Show all lines of the listing that hold the word "black".
- - -
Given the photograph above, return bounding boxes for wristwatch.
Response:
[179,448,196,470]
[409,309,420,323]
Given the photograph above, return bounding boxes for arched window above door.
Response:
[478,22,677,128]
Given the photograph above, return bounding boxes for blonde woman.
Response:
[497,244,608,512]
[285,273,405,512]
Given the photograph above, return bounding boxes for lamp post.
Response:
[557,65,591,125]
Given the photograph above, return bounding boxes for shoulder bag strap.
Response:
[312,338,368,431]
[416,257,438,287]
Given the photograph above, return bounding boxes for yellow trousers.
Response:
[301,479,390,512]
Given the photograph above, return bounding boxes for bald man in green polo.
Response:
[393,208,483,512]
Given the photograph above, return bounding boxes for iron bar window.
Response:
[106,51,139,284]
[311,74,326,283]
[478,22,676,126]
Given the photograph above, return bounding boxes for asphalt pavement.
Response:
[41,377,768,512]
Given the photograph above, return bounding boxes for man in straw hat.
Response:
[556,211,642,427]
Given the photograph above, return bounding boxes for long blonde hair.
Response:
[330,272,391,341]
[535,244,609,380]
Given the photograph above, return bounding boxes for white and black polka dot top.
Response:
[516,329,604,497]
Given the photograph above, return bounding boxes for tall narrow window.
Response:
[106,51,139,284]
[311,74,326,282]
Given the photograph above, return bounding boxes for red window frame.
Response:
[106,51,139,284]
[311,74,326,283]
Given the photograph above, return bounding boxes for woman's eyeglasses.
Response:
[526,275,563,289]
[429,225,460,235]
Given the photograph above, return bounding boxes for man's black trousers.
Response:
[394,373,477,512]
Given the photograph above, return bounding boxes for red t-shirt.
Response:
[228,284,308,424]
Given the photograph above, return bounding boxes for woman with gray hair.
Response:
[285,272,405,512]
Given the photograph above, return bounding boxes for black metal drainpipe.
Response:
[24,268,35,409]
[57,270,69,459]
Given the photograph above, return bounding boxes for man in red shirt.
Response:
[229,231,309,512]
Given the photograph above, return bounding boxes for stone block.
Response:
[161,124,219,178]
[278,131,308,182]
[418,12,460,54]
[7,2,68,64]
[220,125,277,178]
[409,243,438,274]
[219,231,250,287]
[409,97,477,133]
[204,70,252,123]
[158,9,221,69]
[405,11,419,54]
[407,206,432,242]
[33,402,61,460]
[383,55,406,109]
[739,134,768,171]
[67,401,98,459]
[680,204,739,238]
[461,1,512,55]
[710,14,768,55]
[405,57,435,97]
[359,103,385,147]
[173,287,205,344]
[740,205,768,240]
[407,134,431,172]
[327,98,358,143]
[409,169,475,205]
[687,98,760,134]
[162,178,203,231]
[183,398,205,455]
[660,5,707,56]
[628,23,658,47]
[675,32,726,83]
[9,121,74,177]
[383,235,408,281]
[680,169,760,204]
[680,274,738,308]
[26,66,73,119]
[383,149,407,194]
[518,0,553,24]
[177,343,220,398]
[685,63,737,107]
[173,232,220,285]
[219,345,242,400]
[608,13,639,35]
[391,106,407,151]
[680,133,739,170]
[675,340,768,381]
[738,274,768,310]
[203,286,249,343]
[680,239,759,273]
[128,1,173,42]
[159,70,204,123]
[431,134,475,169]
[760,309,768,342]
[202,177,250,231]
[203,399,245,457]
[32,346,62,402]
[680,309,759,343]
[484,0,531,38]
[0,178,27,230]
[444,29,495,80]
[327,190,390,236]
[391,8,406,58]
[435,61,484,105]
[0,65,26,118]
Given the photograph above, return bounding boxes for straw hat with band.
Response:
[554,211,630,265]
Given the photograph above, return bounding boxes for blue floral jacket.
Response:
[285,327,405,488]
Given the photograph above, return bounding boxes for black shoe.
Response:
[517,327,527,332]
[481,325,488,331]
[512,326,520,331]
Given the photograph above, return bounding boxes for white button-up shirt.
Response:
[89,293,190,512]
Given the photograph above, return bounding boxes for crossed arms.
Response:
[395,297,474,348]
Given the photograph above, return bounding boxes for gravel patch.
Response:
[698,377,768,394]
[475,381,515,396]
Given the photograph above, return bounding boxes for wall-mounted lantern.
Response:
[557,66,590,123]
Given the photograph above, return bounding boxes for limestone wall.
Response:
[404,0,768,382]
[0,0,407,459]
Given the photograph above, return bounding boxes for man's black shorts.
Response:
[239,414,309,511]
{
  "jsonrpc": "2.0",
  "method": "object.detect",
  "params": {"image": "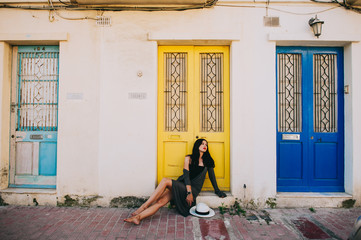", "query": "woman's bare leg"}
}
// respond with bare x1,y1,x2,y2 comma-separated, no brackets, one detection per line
131,178,172,216
125,188,172,225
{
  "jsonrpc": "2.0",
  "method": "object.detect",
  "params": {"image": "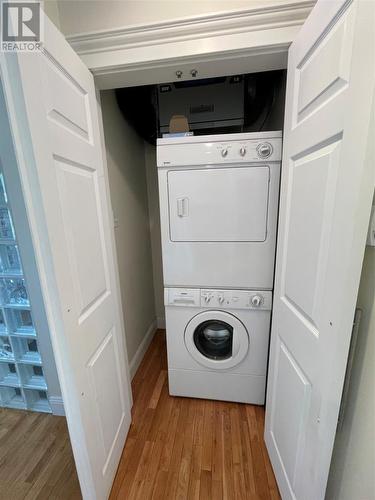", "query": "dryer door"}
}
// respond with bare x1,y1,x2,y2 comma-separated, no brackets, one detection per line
185,310,249,370
168,166,269,242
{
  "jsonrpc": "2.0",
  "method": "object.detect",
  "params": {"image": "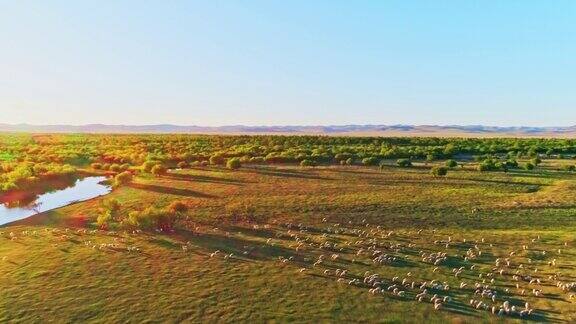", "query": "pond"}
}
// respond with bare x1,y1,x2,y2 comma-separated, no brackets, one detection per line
0,176,111,226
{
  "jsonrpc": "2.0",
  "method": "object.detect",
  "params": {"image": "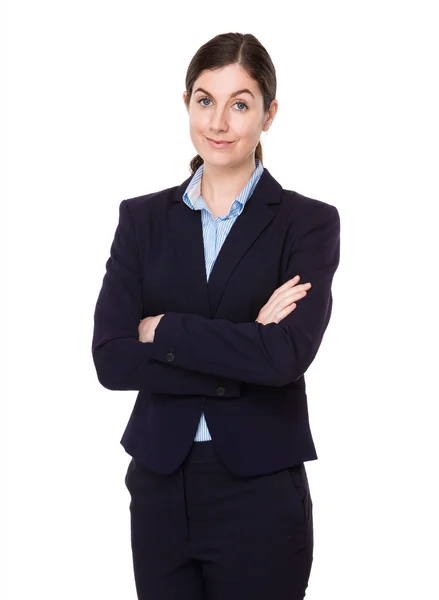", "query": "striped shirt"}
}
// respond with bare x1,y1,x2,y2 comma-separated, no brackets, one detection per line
182,158,265,441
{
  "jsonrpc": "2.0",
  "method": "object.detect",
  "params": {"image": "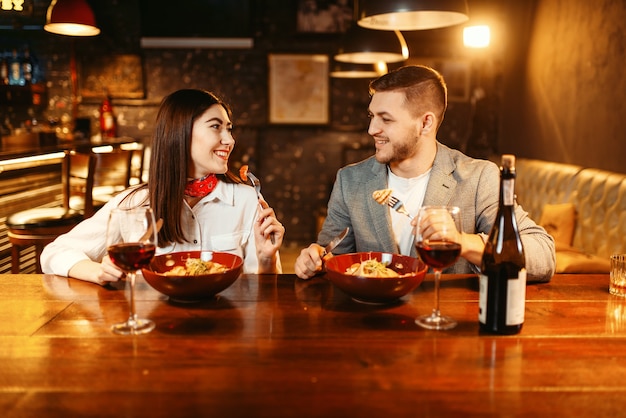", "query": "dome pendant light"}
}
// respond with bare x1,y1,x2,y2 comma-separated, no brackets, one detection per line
330,62,384,79
358,0,469,31
44,0,101,36
335,25,408,64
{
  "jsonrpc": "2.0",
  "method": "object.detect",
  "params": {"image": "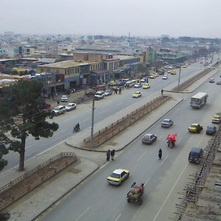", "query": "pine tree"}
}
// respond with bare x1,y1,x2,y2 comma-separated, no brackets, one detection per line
0,80,58,171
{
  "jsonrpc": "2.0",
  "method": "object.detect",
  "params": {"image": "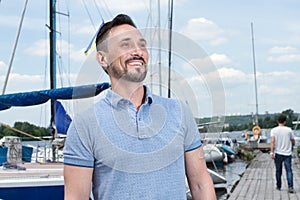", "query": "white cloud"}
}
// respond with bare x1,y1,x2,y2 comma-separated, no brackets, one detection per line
269,46,298,54
267,46,300,62
181,17,227,45
0,61,7,73
96,0,151,12
267,54,300,62
70,48,86,62
210,53,232,66
24,39,85,62
218,67,248,80
0,72,80,93
24,39,48,56
71,22,97,36
258,71,298,97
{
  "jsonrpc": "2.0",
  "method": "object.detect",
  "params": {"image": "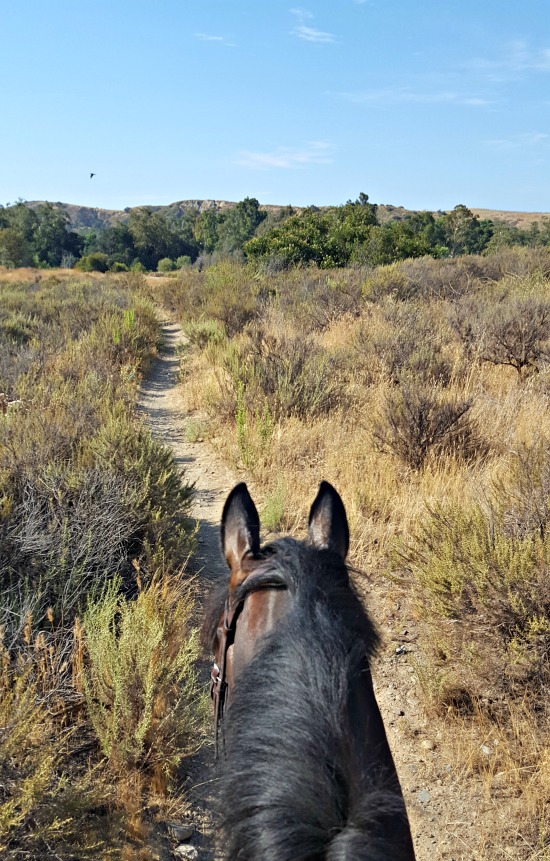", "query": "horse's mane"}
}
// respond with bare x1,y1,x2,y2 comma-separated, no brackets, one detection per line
- - -
Result of the exercise:
Given the photograph above, return bounding boxes for white and black polka dot top.
Given the photograph above, return bounding boxes for man's black trousers.
Given the photograph above, return bounding boxes for black metal drainpipe.
Given the photograph above, return bounding boxes for black shoe.
Given the photograph above, return bounding boxes for man's black shorts.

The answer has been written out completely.